Dataset excerpts Block Start
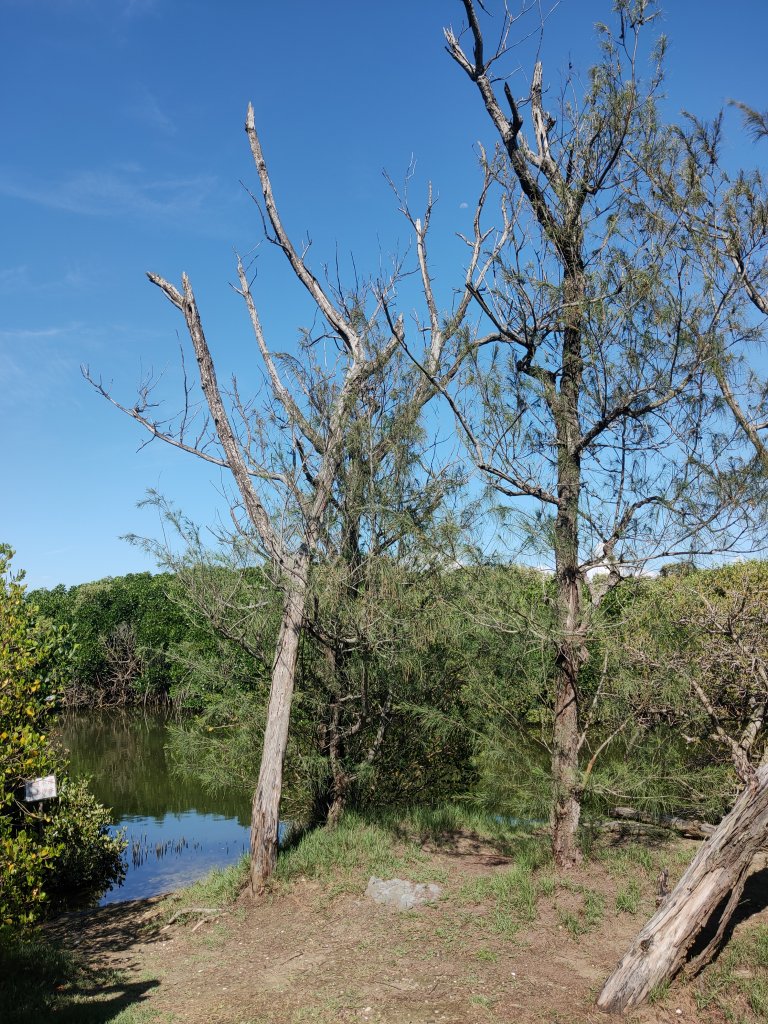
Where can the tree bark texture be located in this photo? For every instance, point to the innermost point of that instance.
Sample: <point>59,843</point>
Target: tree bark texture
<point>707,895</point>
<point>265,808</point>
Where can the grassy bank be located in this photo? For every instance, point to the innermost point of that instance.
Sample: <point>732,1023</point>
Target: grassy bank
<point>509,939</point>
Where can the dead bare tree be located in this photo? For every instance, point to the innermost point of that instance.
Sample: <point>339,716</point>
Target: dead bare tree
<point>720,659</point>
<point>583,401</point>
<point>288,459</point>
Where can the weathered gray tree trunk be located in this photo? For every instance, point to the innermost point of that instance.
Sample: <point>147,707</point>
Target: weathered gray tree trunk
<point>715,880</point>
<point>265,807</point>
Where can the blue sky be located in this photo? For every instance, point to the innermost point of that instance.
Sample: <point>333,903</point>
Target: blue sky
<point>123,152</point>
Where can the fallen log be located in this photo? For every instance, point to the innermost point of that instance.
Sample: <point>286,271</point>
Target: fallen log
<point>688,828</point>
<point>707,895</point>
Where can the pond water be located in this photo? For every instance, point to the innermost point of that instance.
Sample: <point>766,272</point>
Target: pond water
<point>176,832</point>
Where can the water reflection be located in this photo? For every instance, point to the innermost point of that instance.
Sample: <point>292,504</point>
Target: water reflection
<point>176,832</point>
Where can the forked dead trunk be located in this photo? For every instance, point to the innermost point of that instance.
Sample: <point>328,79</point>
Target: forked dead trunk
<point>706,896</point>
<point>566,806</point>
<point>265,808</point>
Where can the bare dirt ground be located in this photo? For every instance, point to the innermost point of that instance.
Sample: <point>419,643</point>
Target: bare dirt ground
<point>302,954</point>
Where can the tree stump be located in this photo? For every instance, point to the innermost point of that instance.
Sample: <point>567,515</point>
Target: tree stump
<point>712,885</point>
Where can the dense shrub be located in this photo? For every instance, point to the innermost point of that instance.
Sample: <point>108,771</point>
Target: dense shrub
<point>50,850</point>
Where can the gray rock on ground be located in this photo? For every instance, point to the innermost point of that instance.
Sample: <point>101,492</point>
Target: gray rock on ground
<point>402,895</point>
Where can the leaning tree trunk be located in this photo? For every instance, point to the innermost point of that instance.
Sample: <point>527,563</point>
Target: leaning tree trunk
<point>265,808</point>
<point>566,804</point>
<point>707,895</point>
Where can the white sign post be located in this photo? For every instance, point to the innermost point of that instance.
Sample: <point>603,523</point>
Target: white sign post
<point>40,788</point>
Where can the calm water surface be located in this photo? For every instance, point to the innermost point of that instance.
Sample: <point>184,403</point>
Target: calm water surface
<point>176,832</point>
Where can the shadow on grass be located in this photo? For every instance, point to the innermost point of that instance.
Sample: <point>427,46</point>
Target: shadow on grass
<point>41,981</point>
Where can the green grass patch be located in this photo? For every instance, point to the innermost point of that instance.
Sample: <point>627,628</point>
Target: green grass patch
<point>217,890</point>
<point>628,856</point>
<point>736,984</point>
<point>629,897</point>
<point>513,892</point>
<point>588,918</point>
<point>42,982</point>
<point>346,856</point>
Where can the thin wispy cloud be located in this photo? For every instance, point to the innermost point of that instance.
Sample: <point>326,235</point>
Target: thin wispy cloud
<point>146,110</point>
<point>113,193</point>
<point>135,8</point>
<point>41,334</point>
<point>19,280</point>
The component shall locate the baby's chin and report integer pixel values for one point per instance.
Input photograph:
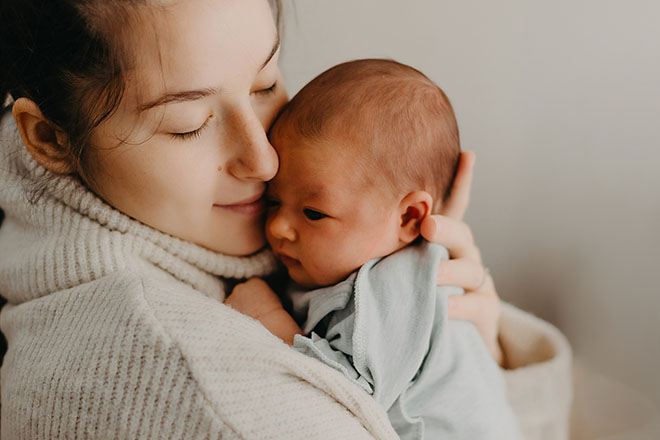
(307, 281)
Dataset excerpts Block End
Dataset excerpts Block Start
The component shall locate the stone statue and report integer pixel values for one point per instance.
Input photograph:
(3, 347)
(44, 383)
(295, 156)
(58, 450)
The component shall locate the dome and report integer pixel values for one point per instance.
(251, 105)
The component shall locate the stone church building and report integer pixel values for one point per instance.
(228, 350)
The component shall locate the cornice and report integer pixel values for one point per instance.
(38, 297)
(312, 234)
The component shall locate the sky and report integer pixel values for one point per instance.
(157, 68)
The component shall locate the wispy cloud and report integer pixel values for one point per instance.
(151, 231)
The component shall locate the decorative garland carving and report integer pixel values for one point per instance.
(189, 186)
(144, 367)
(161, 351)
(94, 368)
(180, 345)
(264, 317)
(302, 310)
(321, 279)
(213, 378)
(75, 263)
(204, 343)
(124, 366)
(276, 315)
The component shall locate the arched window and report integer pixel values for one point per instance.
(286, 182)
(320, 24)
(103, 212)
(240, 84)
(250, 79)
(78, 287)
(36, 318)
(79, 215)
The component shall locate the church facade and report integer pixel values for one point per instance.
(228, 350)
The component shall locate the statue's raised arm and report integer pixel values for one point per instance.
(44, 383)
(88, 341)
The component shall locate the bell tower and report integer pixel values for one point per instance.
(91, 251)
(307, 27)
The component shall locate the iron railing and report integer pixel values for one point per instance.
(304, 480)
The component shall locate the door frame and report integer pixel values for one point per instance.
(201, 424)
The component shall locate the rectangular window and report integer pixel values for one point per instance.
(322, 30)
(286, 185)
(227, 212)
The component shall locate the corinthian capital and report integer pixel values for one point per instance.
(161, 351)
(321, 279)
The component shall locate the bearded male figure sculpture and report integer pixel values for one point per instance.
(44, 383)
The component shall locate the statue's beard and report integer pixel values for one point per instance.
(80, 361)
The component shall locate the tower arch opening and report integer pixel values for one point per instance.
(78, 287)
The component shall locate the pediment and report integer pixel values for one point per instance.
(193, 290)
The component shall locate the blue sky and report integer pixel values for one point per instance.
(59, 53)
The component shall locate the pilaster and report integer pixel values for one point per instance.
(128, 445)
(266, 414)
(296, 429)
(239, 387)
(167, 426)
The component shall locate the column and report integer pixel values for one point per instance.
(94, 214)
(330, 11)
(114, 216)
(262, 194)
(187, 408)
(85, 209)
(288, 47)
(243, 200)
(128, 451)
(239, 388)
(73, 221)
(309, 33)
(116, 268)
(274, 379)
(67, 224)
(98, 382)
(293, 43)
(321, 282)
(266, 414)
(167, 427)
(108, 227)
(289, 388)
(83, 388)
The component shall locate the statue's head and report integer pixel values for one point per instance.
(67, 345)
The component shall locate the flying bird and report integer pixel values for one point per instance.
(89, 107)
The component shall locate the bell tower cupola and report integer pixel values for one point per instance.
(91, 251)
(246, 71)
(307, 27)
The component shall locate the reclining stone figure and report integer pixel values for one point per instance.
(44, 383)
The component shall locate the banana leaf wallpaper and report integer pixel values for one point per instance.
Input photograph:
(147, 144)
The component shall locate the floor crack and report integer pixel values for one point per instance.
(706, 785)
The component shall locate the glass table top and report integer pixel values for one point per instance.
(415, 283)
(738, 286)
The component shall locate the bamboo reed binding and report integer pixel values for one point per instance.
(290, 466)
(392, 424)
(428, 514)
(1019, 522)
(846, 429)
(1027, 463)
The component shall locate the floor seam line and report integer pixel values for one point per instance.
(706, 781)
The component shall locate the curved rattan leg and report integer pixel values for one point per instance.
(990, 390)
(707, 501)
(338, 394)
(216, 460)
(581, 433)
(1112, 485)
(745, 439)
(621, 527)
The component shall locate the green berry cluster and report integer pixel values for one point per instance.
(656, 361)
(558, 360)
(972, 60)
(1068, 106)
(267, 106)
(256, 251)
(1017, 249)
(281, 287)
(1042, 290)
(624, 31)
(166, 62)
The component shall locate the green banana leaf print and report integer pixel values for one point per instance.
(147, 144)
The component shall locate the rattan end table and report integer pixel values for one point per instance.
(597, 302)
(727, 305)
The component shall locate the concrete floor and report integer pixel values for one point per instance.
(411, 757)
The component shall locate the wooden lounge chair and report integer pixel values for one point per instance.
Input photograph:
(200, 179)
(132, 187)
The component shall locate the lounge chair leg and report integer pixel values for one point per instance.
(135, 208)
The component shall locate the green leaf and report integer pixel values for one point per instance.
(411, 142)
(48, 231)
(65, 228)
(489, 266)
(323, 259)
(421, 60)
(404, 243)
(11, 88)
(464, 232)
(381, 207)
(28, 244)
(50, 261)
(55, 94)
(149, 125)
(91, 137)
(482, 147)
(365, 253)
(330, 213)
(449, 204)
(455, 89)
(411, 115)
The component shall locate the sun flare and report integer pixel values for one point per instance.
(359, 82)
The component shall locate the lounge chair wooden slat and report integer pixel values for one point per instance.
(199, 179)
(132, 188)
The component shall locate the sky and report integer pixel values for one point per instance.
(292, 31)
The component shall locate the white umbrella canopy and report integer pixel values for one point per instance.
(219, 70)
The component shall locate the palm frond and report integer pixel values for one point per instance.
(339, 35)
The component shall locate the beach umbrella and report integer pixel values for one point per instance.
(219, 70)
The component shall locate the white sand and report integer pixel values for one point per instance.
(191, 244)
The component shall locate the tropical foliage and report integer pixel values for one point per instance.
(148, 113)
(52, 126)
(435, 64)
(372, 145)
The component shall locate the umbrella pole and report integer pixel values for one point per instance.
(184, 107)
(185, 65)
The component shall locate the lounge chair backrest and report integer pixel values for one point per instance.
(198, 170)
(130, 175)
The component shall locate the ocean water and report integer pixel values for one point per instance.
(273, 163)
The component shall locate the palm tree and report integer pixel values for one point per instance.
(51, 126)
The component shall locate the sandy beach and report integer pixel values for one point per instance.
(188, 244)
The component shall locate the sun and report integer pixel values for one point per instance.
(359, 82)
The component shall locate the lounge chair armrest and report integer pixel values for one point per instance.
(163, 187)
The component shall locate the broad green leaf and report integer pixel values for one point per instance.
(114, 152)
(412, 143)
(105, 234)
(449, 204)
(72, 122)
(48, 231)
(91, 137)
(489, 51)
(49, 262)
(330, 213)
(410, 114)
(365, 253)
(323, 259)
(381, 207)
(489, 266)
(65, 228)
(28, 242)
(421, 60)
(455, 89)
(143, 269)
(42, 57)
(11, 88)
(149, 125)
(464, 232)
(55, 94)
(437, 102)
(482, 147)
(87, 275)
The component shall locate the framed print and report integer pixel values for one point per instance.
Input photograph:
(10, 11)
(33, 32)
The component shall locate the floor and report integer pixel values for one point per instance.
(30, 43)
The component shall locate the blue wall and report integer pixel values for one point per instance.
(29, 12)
Dataset excerpts Block End
→ **Task statement**:
Looking at the data above, write out exactly the lines that start at the one containing "Where can the calm" and end at the one containing "Sample: <point>627,628</point>"; include both and nothing beyond.

→ **Result**:
Where can the calm water surface be located in this photo? For every instance, point to the innermost point of that instance.
Sample: <point>184,403</point>
Target: calm water surface
<point>176,832</point>
Where can the shadow on grass be located in this photo? For every instance, point to the innermost point of that instance.
Sample: <point>427,46</point>
Target: shadow on grass
<point>41,981</point>
Where can the green grass patch be located in this photo? For every instance, point to the innermost point of that instance.
Sample: <point>627,628</point>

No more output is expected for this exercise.